• **Given records**:
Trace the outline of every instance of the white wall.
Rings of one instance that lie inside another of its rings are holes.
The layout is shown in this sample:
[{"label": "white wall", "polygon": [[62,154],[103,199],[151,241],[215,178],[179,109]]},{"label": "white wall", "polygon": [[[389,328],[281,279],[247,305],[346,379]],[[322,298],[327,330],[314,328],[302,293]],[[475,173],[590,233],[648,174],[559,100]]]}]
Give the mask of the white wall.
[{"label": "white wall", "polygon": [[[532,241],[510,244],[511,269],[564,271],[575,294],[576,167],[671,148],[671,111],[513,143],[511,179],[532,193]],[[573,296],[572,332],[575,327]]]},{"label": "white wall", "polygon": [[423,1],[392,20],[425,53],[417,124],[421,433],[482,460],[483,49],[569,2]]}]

• **Task directions**: Rewrite all the entries above, putting "occurrence" wherever "instance" appears and leaving everything else unchanged.

• **The answer**:
Trace the outline of every occurrence of the white wall.
Rings of one occurrence that lie inside another of its rings are holes.
The layout is shown in this sample:
[{"label": "white wall", "polygon": [[62,154],[103,199],[151,241],[215,178],[179,109]]},{"label": "white wall", "polygon": [[[389,328],[281,279],[247,305],[346,379]],[[322,298],[327,330],[314,328],[302,293]],[[475,173],[590,233],[648,174],[559,100]]]}]
Give the mask of the white wall.
[{"label": "white wall", "polygon": [[[532,241],[510,244],[511,269],[564,271],[575,294],[576,167],[671,148],[671,111],[513,143],[511,179],[532,193]],[[573,296],[572,332],[575,327]]]},{"label": "white wall", "polygon": [[423,1],[392,20],[425,53],[417,124],[421,433],[482,460],[483,49],[569,2]]}]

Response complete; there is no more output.